PROMPT 1: Could you reproduce, word for word, the part of the passage about a summer in Missouri between "The last summer" and "respect and affection.", inclusive?
PROMPT 2: Can you continue the passage about a summer in Missouri from the point where it stops?

SOURCE DOCUMENT:

The last summer I spent with my grandparents, right after I finished undergrad, is perhaps the one I remember most vividly. I came to Missouri in May and stayed straight through most of June, and one of the most painful moments was this: a sweet man from church came over one day and mowed the acre of front lawn, without pretense. I could have done it, of course, but he meant it as a gesture of kindness towards these good people for whom he had so much respect and affection.
My grandma didn’t see it that way, however. That afternoon in the kitchen she let loose to me about how unhappy she was. He had not asked, she said. Why would he do that? Why would he just show up? They didn’t need his help. In frustration, she repeated herself several times, more sharply with each go round. (To be fair to both of them, he may well have talked to her beforehand, and more than once, but her memory was slipping and slipping already.)
An hour or two later, as I sat up in my room reading, she climbed the stairs, the only time she did so all summer, and stood in my doorway on the verge of tears. She stood in my doorway, and with a tempest rising in her well-tested and stretched soul, she apologized to me. She said she knew she shouldn’t have spoken like that. She knew he probably meant well. But it was so hard. It was just so hard, Alice.

RECORDS:
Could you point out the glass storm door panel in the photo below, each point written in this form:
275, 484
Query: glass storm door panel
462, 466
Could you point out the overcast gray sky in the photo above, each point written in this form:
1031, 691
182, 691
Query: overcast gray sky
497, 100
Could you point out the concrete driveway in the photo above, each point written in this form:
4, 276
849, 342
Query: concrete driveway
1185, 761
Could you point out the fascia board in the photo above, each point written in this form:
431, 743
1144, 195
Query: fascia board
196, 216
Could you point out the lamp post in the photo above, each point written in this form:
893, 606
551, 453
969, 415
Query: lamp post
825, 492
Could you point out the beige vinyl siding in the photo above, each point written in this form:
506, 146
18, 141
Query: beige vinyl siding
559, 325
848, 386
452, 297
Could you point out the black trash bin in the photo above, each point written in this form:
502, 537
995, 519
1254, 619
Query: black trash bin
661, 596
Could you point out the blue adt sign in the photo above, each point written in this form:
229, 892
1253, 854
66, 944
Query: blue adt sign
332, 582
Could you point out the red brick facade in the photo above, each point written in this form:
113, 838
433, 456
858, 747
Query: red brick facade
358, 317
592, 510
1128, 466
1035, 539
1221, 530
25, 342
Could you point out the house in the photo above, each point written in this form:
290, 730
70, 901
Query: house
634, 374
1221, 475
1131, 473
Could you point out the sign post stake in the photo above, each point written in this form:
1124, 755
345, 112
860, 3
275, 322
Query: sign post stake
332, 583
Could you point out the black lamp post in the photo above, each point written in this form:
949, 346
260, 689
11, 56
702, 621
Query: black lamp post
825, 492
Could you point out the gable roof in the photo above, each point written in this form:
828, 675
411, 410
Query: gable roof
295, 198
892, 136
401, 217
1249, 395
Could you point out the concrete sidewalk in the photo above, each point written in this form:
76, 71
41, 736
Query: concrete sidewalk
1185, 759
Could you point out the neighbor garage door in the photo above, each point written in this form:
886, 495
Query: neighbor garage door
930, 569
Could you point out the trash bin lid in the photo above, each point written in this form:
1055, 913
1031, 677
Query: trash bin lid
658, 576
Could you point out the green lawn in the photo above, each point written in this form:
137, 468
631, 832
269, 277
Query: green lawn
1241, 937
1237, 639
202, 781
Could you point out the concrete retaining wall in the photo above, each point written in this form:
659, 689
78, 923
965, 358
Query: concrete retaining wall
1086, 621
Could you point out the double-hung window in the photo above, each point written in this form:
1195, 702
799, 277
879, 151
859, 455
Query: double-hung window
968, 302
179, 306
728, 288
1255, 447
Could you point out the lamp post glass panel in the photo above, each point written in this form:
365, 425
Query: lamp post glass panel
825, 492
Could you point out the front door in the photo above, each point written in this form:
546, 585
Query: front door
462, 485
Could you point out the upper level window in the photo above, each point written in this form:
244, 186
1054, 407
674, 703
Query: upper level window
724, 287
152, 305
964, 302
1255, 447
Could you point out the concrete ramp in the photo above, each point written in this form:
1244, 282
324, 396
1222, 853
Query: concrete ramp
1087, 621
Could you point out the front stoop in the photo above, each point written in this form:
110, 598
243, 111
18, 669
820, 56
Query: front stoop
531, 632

EXERCISE RESPONSE 1:
The last summer I spent with my grandparents, right after I finished undergrad, is perhaps the one I remember most vividly. I came to Missouri in May and stayed straight through most of June, and one of the most painful moments was this: a sweet man from church came over one day and mowed the acre of front lawn, without pretense. I could have done it, of course, but he meant it as a gesture of kindness towards these good people for whom he had so much respect and affection.

EXERCISE RESPONSE 2:
I sat on my bed, keenly aware of my dirty laundry scattered over the bright blue carpet and of my position as tenth of her nineteen grandchildren, middlest of the middling, and said in a near whisper, “Grandma, sometimes it’s good to accept help from other people.”
“But we’re the ones who help!” she said.
“I know,” I told her. “But sometimes that changes.”
Her world was spinning upside down.
I, too, want to contribute. When you are able to be the one who helps, you know you’re on solid ground, that something’s going right for you. To be the giver is reassuring. In my four years of teaching, I became a contributor. I was patient and I was reliable and I answered emails promptly. My desk was a mess, but my webpage was always up-to-date with homework assignments. I lent my students more paper and pencils than I should have when they came to class unprepared. I was comforted by my own regularity, and so, sometimes, were the kids. When they came in chaotic, I would be calm. All of us could count on that. Most of all, as a friend who’s still teaching said to me recently, I don’t know what I would do if people weren’t asking me questions all day. Miss Hodgkins, Miss Hodgkins, Miss Hodgkins…
I’ve been asked plenty of questions here too, but they’re harder ones. Beyond Where are you from? and What program are you in? I keep getting, Why are you here? Have you found your people yet? What’s been the hardest thing? What do you find lifegiving? My most honest answers thus far have been: I don’t know, Maybe–I was hoping it might be you?, Answering these questions, and What?
Partly by birthright, and partly by dint of having taught teenagers, I have a slightly overdeveloped sense of the absurd, so all this makes me want to laugh. And of course, as I’ve had others here warn me, if you look someone straight in the eye as you answer, you also might cry. It happens. I’ve done it. (No surprise.) But laughter and tears aren’t bad options, and people are pretty forbearing. In fact almost everyone here is out-and-out pastoral (with good reason–it is theology school.) And as they speak to a first year, especially one who sometimes unwittingly gives off the impression of fragility, they are kind.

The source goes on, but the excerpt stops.